## Goal:
Locate every line in the items below that contains the string "wall" and copy each one. Case counts.

— BEGIN Entries shown —

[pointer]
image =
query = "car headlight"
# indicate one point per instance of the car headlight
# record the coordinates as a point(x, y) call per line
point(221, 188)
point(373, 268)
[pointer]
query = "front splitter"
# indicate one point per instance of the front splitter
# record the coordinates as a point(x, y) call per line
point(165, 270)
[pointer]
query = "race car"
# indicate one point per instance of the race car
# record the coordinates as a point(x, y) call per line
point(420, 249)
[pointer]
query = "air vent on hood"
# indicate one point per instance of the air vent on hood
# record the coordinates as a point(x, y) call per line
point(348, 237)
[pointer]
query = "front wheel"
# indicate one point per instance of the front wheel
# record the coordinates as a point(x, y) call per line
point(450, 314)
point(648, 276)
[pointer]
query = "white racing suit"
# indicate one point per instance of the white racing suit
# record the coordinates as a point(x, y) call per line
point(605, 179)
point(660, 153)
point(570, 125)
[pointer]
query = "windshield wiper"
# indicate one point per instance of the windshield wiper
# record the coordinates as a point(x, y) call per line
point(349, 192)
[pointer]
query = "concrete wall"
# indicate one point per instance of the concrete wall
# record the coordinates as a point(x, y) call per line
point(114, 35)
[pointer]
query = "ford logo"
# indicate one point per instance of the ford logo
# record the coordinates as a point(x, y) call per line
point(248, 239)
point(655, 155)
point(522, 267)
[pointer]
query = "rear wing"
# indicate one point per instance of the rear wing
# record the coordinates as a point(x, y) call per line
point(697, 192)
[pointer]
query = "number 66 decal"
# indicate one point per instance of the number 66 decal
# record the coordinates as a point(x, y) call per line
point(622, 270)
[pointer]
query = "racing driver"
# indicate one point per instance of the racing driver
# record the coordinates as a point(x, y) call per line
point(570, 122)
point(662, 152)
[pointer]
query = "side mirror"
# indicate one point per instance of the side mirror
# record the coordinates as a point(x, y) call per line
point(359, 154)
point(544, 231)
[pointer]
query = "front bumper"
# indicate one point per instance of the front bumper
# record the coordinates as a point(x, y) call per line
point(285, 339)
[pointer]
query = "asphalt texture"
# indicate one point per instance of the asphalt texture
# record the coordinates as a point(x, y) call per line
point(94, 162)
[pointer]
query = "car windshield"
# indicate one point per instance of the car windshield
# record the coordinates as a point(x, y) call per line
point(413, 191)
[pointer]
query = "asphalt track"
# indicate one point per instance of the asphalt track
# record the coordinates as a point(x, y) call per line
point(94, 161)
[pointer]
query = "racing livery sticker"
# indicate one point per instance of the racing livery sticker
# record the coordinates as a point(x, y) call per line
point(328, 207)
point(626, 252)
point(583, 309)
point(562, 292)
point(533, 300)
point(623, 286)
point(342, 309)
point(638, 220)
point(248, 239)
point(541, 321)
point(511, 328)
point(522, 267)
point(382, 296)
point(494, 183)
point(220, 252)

— END Entries shown —
— BEGIN Entries shown —

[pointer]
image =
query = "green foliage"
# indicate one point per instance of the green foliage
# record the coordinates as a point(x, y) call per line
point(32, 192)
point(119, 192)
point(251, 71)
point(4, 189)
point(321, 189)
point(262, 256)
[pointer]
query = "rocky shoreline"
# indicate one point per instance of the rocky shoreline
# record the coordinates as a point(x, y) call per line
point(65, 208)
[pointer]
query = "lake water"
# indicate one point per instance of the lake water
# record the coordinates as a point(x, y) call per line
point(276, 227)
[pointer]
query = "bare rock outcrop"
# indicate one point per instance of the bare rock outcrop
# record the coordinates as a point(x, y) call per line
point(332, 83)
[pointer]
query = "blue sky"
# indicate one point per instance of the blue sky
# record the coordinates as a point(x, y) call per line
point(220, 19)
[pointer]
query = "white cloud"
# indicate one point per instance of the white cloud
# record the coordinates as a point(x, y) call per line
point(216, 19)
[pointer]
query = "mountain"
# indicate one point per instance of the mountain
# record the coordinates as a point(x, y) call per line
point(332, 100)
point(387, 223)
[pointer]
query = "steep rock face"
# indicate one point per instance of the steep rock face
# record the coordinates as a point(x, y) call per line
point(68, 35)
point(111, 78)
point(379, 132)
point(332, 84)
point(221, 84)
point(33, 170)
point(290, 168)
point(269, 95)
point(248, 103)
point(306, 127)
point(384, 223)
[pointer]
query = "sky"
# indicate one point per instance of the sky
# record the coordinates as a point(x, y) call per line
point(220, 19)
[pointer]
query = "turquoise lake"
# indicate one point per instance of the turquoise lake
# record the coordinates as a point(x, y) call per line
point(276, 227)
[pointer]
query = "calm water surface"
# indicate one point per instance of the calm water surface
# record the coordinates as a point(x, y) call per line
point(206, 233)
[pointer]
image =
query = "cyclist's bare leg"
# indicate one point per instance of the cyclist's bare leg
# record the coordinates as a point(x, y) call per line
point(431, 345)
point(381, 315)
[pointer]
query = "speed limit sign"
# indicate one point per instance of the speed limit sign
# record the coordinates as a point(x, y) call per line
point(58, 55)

— END Entries shown —

## Solution for this exercise:
query = "concrete wall"
# indicate one point per instance of the concrete wall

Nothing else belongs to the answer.